**Text**:
<<<<

# Initial Spouse Visa Permanent Residency Instead of Temp, Approval?



## myilly (Dec 21, 2010)

Hello all,

I was reading that you are applying for both visas (Temp and PR) when lodging your Partner Visa application. There hasn't been much say on this matter, but I've read a few lines suggesting it's possible to skip the Temporary Residency and be approved for Permanent Residency straight away.

I wanted to know if anyone has lodged a Spouse Visa (Married already) onshore, or even offshore, and has been automatically approved PR. And, if so, how long citizenship would take to achieve.

Just curious because I seem to fit the criteria for PR approval (I have compelling circumstances and meet all eligibility requirements).
Thanks!


----------



## OzInWaiting (Feb 24, 2011)

One of the requirements to become an Australian citizen is:

You must:

- have been living in Australia on a valid Australian visa for four years immediately before applying, including one year as a permanent resident, and 

- not have been absent from Australia for more than one year in total, in the 4 year period, including no more than 90 days in the year before applying. 

But first, you must apply for PR visa.


----------



## Lisa84 (Nov 13, 2010)

I'm not sure what you mean by "compelling circumstances", I think it only applies if you have been together for a specified time, i.e. were in a defacto relationship for 3 years prior to the application, or 2 years if you have a child together.

We are in the same situation, we also meet the criteria of being in a defacto relationship for more than 3 years, are married and (about to) have a child together, so the case is pretty clear I think. I applied offshore and I included a cover letter explaining our situation again, and that we would therefore like to be considered for immediate PR. I didn't elaborate on it, it was just one sentence.

At least for the embassy I am applying to, I know of 3 applicants who met the criteria and who have been granted PR straight away.

As for compelling circumstances, if this means that you have children, I think you will still have to have the 2 years of living together. I know of one couple who have a 5 year old child together, but due to work commitments, they had only been living together for about a year or so, they got the temporary visa.

Even though the immi website states that PR may or may not be granted, I am pretty confident that it _will_ be granted if you meet the criteria and sufficient evidence, I can't imagine that they would make decision in an arbitrary way.


----------



## aussiegirl (Dec 15, 2009)

I'd just like to add that anyone who meets the criteria for grant of PR straight away should *request this formally in a cover letter *when they submit the application. It's my inderstanding that DIAC doesn't always do so if the applicant doesn't specifically ask for it.

It's harder to ask for it once the application has been submitted, so ensure you do so when you first apply


----------



## myilly (Dec 21, 2010)

thanks u guys!

Well based on what it says, I SHOULD satisfy the little criteria necessary for PR approval.
1) I've been with my spouse since 2007
2) Aside from my trips back to the US, we have lived to together for just over 2 years
3) We've been married for just over a year.
4) We have a 2.5 year old son

Someone give me some hope that should be sufficient at least on paper...

*Wait - does living together include time spent on tourist visas?

So, I will actually write my cover letter right now. I'll assume a neat 3-4 sentence paragraph will suffice. Something concluding for example: "Due to our commitment and established history as a family unit, we request to be considered for Permanent Residency."

Thanks again!


----------



## Lisa84 (Nov 13, 2010)

I think living together counts as long as you have sufficient evidence of it being a defacto relationship, regardless of your visa. So as long as you can provide a joint lease, joint bills, a joint account etc dating back 2 years, you should be fine.

>>>>

**Recorded data**:

<<<<

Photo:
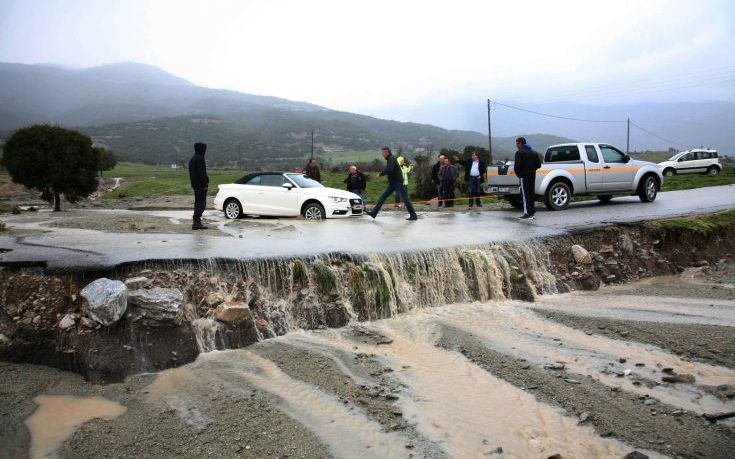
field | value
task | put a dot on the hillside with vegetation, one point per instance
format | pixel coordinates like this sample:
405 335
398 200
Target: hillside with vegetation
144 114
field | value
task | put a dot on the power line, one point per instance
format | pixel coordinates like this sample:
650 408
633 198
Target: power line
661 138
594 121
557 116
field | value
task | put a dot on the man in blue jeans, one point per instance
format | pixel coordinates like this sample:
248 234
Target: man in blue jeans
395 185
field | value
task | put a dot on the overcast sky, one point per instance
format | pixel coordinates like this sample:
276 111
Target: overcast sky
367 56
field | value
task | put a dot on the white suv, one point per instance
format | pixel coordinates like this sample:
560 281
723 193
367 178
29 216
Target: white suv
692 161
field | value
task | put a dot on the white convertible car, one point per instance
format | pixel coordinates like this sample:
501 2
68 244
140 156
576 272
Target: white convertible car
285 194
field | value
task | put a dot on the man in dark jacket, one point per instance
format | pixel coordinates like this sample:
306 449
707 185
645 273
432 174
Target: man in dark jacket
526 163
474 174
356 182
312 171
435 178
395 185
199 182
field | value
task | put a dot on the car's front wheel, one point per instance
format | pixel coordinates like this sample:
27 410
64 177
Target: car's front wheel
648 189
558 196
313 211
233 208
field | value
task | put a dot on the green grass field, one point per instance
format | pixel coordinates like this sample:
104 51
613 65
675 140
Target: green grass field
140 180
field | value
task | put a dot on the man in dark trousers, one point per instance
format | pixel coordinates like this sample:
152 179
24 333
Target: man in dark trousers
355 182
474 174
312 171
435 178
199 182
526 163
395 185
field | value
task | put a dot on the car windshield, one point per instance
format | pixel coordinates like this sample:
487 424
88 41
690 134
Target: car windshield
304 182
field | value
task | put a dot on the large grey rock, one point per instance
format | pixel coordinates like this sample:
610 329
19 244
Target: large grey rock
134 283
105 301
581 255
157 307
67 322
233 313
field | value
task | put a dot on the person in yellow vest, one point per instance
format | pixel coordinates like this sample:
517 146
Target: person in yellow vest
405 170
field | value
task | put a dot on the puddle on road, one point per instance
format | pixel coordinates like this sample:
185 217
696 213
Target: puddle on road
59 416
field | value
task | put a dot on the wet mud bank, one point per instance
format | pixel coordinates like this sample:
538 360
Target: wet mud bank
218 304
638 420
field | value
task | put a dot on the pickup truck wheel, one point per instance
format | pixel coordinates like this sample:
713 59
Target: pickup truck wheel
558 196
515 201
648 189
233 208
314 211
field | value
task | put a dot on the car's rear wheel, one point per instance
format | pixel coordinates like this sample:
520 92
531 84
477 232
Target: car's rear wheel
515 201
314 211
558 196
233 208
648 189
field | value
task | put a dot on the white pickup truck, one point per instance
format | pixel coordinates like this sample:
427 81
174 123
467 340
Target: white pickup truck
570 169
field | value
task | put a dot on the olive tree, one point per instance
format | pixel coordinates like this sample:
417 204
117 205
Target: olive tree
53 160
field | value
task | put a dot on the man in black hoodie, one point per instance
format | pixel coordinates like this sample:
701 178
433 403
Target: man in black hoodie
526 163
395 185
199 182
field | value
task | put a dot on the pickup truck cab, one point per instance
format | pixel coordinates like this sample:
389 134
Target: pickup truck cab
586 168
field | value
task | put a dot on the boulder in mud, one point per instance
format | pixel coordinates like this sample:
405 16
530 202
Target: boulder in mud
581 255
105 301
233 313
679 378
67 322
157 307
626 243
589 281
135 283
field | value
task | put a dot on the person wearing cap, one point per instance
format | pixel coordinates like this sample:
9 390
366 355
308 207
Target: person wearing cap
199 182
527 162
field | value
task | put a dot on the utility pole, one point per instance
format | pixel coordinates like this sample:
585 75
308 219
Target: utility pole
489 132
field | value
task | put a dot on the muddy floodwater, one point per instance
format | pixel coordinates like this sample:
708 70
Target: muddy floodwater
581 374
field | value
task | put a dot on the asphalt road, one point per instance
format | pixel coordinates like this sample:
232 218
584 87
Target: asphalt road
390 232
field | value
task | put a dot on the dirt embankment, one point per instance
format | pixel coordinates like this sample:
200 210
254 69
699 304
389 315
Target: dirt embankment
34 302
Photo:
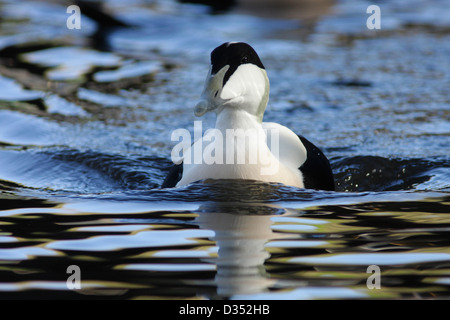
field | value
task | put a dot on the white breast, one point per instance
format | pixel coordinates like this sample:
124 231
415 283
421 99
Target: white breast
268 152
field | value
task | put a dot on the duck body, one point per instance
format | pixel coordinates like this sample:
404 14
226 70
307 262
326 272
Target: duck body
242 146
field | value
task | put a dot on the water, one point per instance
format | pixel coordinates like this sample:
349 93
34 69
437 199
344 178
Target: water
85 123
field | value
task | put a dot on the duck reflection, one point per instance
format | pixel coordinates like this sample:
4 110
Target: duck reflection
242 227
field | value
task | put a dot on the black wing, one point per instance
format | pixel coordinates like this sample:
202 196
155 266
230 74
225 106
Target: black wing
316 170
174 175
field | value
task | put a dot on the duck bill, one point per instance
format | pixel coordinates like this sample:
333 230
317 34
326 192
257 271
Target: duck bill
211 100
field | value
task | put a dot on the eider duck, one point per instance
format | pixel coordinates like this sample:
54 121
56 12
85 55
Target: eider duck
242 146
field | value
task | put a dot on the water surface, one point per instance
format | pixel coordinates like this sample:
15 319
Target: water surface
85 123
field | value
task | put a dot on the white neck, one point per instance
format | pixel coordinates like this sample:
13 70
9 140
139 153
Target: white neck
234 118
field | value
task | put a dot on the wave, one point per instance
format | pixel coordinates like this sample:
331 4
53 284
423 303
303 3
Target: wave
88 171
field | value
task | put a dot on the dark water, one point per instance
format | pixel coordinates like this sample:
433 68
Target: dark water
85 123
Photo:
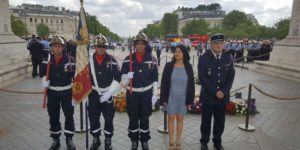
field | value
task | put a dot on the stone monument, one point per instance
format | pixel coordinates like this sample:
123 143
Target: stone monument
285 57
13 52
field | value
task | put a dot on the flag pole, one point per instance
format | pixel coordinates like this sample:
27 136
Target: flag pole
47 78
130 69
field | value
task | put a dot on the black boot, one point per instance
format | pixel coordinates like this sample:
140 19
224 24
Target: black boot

>>>>

**Goal 1**: According to the thread, what is the maximum number of days an applicant may be absent from Australia in the year before applying for citizenship?
**Goal 2**: Locate each line of the listing that contains the string "with" and copy those lines.
The thread and the listing come from unrelated sources.

**Correct output 1**: No more than 90 days.

**Correct output 2**:
task | put a dot on the hillside with vegetation, one point per instance
Target: hillside with vegetation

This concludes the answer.